■ WHAT TO DO ■
Copy out every line of the entries below that contains the word "approximate".

■ EXERCISE INPUT ■
*** Begin section ***
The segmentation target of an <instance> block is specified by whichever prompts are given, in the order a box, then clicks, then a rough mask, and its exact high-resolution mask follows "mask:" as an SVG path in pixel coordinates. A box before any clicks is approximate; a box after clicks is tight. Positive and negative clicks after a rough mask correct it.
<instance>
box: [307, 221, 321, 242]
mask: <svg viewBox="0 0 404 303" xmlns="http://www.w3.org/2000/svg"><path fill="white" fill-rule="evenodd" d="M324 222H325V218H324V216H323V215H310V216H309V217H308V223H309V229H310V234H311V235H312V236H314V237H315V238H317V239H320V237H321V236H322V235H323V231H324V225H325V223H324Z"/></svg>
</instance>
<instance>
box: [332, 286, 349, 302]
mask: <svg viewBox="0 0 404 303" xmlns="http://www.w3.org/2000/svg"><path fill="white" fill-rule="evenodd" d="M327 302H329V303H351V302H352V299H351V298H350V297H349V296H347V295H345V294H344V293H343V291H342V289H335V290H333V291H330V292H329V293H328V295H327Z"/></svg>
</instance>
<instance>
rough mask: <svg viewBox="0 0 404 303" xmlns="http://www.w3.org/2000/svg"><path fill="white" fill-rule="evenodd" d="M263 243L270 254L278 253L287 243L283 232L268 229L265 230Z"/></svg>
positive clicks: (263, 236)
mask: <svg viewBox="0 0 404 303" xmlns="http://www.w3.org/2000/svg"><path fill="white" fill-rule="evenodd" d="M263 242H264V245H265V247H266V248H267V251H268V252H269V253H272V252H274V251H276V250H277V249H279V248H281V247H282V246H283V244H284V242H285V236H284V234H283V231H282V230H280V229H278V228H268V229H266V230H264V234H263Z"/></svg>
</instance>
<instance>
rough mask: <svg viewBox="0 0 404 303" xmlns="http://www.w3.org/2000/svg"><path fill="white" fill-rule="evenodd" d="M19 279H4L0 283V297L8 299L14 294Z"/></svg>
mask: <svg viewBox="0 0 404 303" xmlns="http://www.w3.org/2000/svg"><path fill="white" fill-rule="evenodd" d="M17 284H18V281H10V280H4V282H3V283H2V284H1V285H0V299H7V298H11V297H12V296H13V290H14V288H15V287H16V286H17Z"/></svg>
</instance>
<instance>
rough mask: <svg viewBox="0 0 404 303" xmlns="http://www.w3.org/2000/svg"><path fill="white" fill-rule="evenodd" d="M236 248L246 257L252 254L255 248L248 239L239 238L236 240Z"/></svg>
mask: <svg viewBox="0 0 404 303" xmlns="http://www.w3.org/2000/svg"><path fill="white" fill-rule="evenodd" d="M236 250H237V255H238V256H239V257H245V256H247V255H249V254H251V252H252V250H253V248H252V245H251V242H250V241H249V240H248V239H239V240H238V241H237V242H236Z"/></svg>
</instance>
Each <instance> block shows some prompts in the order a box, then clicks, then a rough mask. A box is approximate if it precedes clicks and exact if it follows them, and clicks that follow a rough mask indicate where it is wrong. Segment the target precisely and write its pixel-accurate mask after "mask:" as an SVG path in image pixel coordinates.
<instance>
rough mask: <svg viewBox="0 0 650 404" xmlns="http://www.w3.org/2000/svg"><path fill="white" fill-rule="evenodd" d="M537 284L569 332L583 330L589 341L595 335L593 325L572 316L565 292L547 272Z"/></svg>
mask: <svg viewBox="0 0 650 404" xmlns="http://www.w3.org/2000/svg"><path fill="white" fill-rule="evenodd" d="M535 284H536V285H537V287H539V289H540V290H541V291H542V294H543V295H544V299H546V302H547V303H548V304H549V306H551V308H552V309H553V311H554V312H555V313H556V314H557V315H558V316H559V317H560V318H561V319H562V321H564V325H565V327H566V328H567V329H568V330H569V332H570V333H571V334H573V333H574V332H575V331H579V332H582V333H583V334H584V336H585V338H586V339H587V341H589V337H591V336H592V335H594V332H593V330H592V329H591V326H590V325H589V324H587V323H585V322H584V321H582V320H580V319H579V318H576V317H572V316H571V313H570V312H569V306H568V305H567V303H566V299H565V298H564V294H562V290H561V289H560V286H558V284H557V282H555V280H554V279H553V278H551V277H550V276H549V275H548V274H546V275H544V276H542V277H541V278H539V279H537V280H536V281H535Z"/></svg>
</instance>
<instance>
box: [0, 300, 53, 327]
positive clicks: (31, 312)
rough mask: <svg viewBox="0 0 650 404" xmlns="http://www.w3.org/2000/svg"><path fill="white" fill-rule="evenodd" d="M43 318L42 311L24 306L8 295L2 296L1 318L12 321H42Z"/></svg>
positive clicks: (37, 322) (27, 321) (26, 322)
*** End section ***
■ OUTPUT ■
The segmentation target of an <instance> block is specified by whichever prompts are given, in the order a box, then clicks, then a rough mask, and its exact high-resolution mask follows "mask:" as an SVG path in pixel coordinates. A box before any clicks is approximate; a box after clicks is tight. Positive and negative clicks after a rough mask correct it.
Each <instance> block shows some prompts in the order a box, then clicks, then a rough mask. A box is approximate if it precedes clicks and exact if it follows them, and clicks that follow a rough mask indicate where it is wrong. Segment the target precisely and write its pixel-accurate mask after "mask:" as an SVG path in image pixel coordinates.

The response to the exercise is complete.